■ **Task details**
Only text lines belong in the answer: the lines from the first one in the records through the line with "Subject = distant hill", copied exactly.

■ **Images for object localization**
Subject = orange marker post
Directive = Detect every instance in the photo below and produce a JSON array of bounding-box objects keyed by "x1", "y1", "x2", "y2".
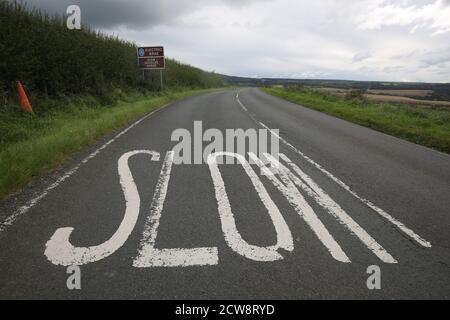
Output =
[{"x1": 16, "y1": 81, "x2": 33, "y2": 113}]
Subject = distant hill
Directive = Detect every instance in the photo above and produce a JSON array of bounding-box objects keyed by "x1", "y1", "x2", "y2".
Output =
[{"x1": 220, "y1": 74, "x2": 450, "y2": 101}]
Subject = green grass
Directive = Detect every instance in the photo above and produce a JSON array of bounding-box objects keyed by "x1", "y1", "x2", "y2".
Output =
[
  {"x1": 0, "y1": 88, "x2": 222, "y2": 199},
  {"x1": 263, "y1": 87, "x2": 450, "y2": 154}
]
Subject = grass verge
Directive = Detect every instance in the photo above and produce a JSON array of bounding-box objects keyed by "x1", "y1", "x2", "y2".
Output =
[
  {"x1": 263, "y1": 87, "x2": 450, "y2": 154},
  {"x1": 0, "y1": 88, "x2": 221, "y2": 199}
]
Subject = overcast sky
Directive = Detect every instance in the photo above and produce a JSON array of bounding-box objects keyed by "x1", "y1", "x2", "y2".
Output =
[{"x1": 17, "y1": 0, "x2": 450, "y2": 82}]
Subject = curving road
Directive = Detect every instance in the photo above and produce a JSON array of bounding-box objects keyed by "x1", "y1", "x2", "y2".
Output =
[{"x1": 0, "y1": 88, "x2": 449, "y2": 299}]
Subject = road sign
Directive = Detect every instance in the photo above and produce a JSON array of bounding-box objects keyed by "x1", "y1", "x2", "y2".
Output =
[
  {"x1": 137, "y1": 46, "x2": 165, "y2": 90},
  {"x1": 137, "y1": 46, "x2": 165, "y2": 69},
  {"x1": 137, "y1": 46, "x2": 164, "y2": 58},
  {"x1": 138, "y1": 57, "x2": 165, "y2": 69}
]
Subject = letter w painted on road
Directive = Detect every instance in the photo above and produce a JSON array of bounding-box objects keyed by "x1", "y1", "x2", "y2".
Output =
[{"x1": 249, "y1": 152, "x2": 397, "y2": 264}]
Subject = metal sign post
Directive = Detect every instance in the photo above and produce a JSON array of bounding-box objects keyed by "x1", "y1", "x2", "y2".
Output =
[{"x1": 137, "y1": 46, "x2": 165, "y2": 90}]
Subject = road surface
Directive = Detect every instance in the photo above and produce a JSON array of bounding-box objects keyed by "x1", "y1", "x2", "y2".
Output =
[{"x1": 0, "y1": 88, "x2": 449, "y2": 299}]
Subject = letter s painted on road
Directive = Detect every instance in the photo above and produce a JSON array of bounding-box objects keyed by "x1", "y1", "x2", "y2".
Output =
[{"x1": 44, "y1": 150, "x2": 160, "y2": 266}]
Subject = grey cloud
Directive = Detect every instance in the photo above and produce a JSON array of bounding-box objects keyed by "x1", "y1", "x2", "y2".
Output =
[
  {"x1": 8, "y1": 0, "x2": 450, "y2": 82},
  {"x1": 383, "y1": 65, "x2": 404, "y2": 73},
  {"x1": 419, "y1": 47, "x2": 450, "y2": 66},
  {"x1": 12, "y1": 0, "x2": 265, "y2": 29},
  {"x1": 391, "y1": 50, "x2": 420, "y2": 60},
  {"x1": 352, "y1": 52, "x2": 371, "y2": 63},
  {"x1": 15, "y1": 0, "x2": 198, "y2": 28}
]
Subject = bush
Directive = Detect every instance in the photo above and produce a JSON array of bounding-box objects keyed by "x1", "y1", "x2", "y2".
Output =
[{"x1": 0, "y1": 1, "x2": 223, "y2": 111}]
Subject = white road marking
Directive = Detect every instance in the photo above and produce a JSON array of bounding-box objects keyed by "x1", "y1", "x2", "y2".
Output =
[
  {"x1": 44, "y1": 150, "x2": 160, "y2": 266},
  {"x1": 133, "y1": 151, "x2": 218, "y2": 267},
  {"x1": 270, "y1": 153, "x2": 397, "y2": 263},
  {"x1": 236, "y1": 93, "x2": 431, "y2": 248},
  {"x1": 0, "y1": 104, "x2": 171, "y2": 233},
  {"x1": 208, "y1": 152, "x2": 294, "y2": 261},
  {"x1": 249, "y1": 152, "x2": 351, "y2": 263}
]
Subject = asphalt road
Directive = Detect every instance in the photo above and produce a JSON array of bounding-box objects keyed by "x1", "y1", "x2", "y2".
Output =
[{"x1": 0, "y1": 88, "x2": 449, "y2": 299}]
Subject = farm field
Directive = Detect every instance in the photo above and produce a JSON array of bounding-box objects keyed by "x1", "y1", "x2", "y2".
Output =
[
  {"x1": 263, "y1": 86, "x2": 450, "y2": 154},
  {"x1": 313, "y1": 87, "x2": 450, "y2": 109}
]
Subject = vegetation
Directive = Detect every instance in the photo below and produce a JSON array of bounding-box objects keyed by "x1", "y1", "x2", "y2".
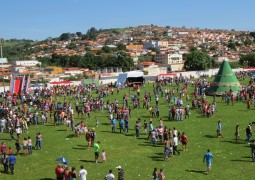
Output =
[
  {"x1": 239, "y1": 53, "x2": 255, "y2": 67},
  {"x1": 184, "y1": 50, "x2": 215, "y2": 70},
  {"x1": 37, "y1": 52, "x2": 134, "y2": 71}
]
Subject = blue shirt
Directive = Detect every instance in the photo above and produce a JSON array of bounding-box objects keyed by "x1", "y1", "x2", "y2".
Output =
[
  {"x1": 149, "y1": 123, "x2": 154, "y2": 131},
  {"x1": 218, "y1": 123, "x2": 222, "y2": 131},
  {"x1": 204, "y1": 152, "x2": 214, "y2": 164},
  {"x1": 8, "y1": 155, "x2": 16, "y2": 165},
  {"x1": 111, "y1": 119, "x2": 117, "y2": 126}
]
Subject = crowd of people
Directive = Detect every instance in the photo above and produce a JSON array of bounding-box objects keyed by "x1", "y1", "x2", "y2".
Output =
[{"x1": 0, "y1": 72, "x2": 255, "y2": 178}]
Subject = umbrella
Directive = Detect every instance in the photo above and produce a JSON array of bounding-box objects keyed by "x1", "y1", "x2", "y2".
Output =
[{"x1": 56, "y1": 157, "x2": 69, "y2": 163}]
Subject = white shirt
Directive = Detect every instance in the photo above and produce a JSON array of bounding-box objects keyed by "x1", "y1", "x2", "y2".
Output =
[
  {"x1": 105, "y1": 173, "x2": 115, "y2": 180},
  {"x1": 79, "y1": 169, "x2": 87, "y2": 180},
  {"x1": 173, "y1": 136, "x2": 178, "y2": 146}
]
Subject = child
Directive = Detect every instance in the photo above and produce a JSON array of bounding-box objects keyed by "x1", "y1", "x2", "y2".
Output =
[
  {"x1": 102, "y1": 150, "x2": 106, "y2": 163},
  {"x1": 8, "y1": 147, "x2": 13, "y2": 155}
]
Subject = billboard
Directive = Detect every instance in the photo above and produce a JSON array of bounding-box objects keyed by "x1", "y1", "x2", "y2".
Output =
[{"x1": 0, "y1": 58, "x2": 7, "y2": 63}]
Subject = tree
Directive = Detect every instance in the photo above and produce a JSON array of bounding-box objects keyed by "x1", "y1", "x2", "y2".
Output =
[
  {"x1": 59, "y1": 33, "x2": 70, "y2": 41},
  {"x1": 227, "y1": 42, "x2": 236, "y2": 50},
  {"x1": 117, "y1": 43, "x2": 126, "y2": 51},
  {"x1": 102, "y1": 46, "x2": 112, "y2": 53},
  {"x1": 250, "y1": 32, "x2": 255, "y2": 38},
  {"x1": 76, "y1": 32, "x2": 83, "y2": 37},
  {"x1": 82, "y1": 27, "x2": 97, "y2": 40},
  {"x1": 189, "y1": 46, "x2": 198, "y2": 52},
  {"x1": 239, "y1": 53, "x2": 255, "y2": 67},
  {"x1": 184, "y1": 50, "x2": 214, "y2": 70}
]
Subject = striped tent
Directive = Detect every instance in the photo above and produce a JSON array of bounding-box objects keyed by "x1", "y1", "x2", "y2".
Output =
[{"x1": 207, "y1": 60, "x2": 241, "y2": 95}]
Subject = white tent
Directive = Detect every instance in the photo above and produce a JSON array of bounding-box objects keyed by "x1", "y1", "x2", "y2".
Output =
[{"x1": 116, "y1": 71, "x2": 144, "y2": 87}]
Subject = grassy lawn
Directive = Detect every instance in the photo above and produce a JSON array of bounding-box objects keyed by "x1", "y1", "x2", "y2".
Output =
[{"x1": 0, "y1": 81, "x2": 255, "y2": 180}]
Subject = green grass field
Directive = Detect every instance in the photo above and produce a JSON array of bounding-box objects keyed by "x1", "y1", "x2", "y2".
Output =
[{"x1": 1, "y1": 82, "x2": 255, "y2": 180}]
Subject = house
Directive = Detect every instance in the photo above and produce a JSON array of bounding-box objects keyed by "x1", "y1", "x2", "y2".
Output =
[
  {"x1": 44, "y1": 66, "x2": 63, "y2": 74},
  {"x1": 137, "y1": 62, "x2": 157, "y2": 71},
  {"x1": 12, "y1": 60, "x2": 41, "y2": 67},
  {"x1": 154, "y1": 53, "x2": 184, "y2": 72}
]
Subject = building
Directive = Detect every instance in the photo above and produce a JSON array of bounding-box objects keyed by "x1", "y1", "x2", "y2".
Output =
[
  {"x1": 154, "y1": 53, "x2": 184, "y2": 72},
  {"x1": 44, "y1": 66, "x2": 63, "y2": 74},
  {"x1": 137, "y1": 62, "x2": 157, "y2": 71},
  {"x1": 12, "y1": 60, "x2": 41, "y2": 67},
  {"x1": 143, "y1": 41, "x2": 168, "y2": 51}
]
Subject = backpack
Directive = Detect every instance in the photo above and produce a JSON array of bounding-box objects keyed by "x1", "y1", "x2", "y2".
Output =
[{"x1": 90, "y1": 131, "x2": 95, "y2": 138}]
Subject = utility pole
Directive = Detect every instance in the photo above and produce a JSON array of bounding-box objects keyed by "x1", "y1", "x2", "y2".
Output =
[{"x1": 0, "y1": 39, "x2": 5, "y2": 92}]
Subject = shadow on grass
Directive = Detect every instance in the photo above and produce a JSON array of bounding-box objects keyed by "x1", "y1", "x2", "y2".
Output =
[
  {"x1": 66, "y1": 134, "x2": 76, "y2": 138},
  {"x1": 203, "y1": 135, "x2": 216, "y2": 138},
  {"x1": 242, "y1": 156, "x2": 251, "y2": 158},
  {"x1": 56, "y1": 129, "x2": 67, "y2": 131},
  {"x1": 148, "y1": 153, "x2": 164, "y2": 161},
  {"x1": 230, "y1": 159, "x2": 252, "y2": 162},
  {"x1": 39, "y1": 178, "x2": 55, "y2": 180},
  {"x1": 220, "y1": 140, "x2": 238, "y2": 144},
  {"x1": 77, "y1": 144, "x2": 86, "y2": 147},
  {"x1": 100, "y1": 122, "x2": 110, "y2": 126},
  {"x1": 100, "y1": 130, "x2": 112, "y2": 133},
  {"x1": 45, "y1": 124, "x2": 55, "y2": 126},
  {"x1": 185, "y1": 170, "x2": 204, "y2": 174},
  {"x1": 79, "y1": 159, "x2": 95, "y2": 163},
  {"x1": 72, "y1": 147, "x2": 85, "y2": 150}
]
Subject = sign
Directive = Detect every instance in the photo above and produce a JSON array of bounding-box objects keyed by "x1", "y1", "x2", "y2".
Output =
[
  {"x1": 148, "y1": 67, "x2": 167, "y2": 76},
  {"x1": 0, "y1": 58, "x2": 7, "y2": 63},
  {"x1": 100, "y1": 73, "x2": 121, "y2": 77}
]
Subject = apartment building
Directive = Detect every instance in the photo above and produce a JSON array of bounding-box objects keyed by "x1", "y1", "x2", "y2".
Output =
[{"x1": 154, "y1": 53, "x2": 184, "y2": 71}]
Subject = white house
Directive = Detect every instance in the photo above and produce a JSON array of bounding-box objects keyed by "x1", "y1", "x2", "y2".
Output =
[{"x1": 12, "y1": 60, "x2": 41, "y2": 67}]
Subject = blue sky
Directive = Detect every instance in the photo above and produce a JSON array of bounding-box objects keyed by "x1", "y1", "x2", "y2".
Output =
[{"x1": 1, "y1": 0, "x2": 255, "y2": 40}]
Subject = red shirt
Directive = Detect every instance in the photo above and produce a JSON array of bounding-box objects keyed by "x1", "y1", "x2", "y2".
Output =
[{"x1": 55, "y1": 167, "x2": 63, "y2": 176}]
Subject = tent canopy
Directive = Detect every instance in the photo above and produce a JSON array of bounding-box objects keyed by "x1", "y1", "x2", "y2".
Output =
[
  {"x1": 116, "y1": 71, "x2": 144, "y2": 86},
  {"x1": 207, "y1": 60, "x2": 241, "y2": 95}
]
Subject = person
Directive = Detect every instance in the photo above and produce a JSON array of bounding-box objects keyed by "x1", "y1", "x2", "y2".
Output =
[
  {"x1": 85, "y1": 130, "x2": 91, "y2": 149},
  {"x1": 116, "y1": 166, "x2": 124, "y2": 180},
  {"x1": 70, "y1": 167, "x2": 77, "y2": 180},
  {"x1": 15, "y1": 140, "x2": 21, "y2": 156},
  {"x1": 78, "y1": 165, "x2": 87, "y2": 180},
  {"x1": 8, "y1": 153, "x2": 16, "y2": 175},
  {"x1": 90, "y1": 128, "x2": 96, "y2": 147},
  {"x1": 246, "y1": 124, "x2": 252, "y2": 144},
  {"x1": 23, "y1": 137, "x2": 28, "y2": 156},
  {"x1": 135, "y1": 120, "x2": 140, "y2": 138},
  {"x1": 173, "y1": 134, "x2": 180, "y2": 155},
  {"x1": 64, "y1": 167, "x2": 71, "y2": 180},
  {"x1": 104, "y1": 169, "x2": 115, "y2": 180},
  {"x1": 181, "y1": 132, "x2": 188, "y2": 151},
  {"x1": 93, "y1": 141, "x2": 100, "y2": 163},
  {"x1": 55, "y1": 164, "x2": 64, "y2": 180},
  {"x1": 27, "y1": 136, "x2": 33, "y2": 155},
  {"x1": 143, "y1": 120, "x2": 148, "y2": 135},
  {"x1": 111, "y1": 117, "x2": 117, "y2": 133},
  {"x1": 158, "y1": 168, "x2": 165, "y2": 180},
  {"x1": 235, "y1": 124, "x2": 240, "y2": 143},
  {"x1": 152, "y1": 167, "x2": 157, "y2": 180},
  {"x1": 102, "y1": 149, "x2": 106, "y2": 163},
  {"x1": 36, "y1": 132, "x2": 42, "y2": 150},
  {"x1": 216, "y1": 120, "x2": 224, "y2": 138},
  {"x1": 250, "y1": 140, "x2": 255, "y2": 162},
  {"x1": 203, "y1": 149, "x2": 214, "y2": 175},
  {"x1": 0, "y1": 142, "x2": 7, "y2": 154},
  {"x1": 2, "y1": 152, "x2": 9, "y2": 174}
]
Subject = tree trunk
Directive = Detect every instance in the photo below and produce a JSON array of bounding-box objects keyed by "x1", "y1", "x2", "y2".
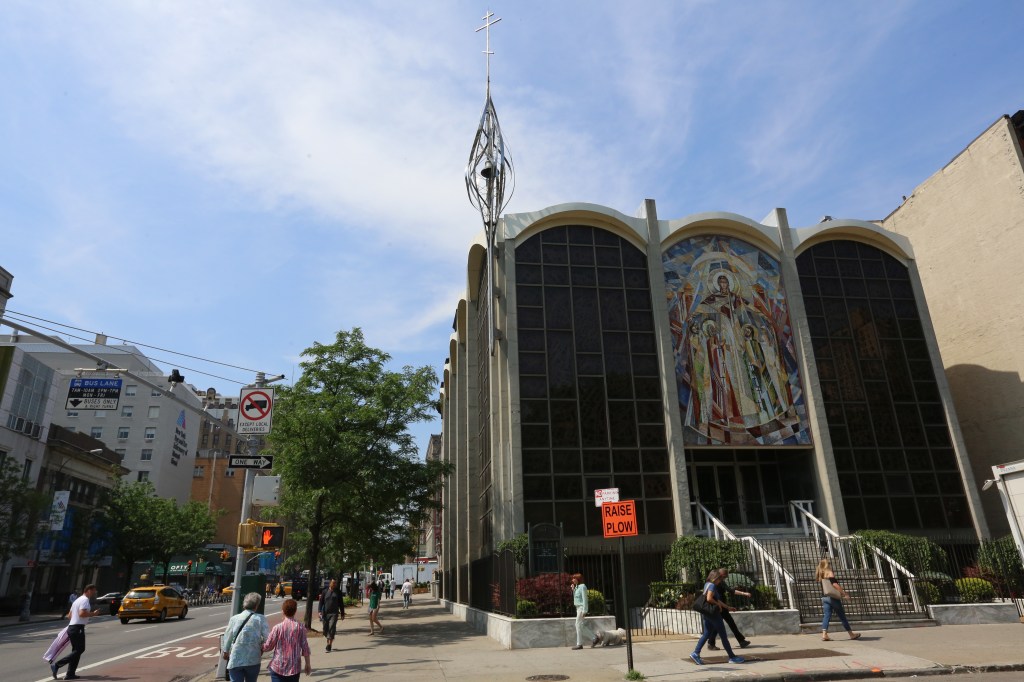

■ **Output of the task**
Subject = orange marker post
Directive = Detect every instance in the photo below and produce a JSON array of bounding-box objects keyed by "x1", "y1", "x2", "y2".
Output =
[{"x1": 16, "y1": 81, "x2": 33, "y2": 113}]
Subject = distant hill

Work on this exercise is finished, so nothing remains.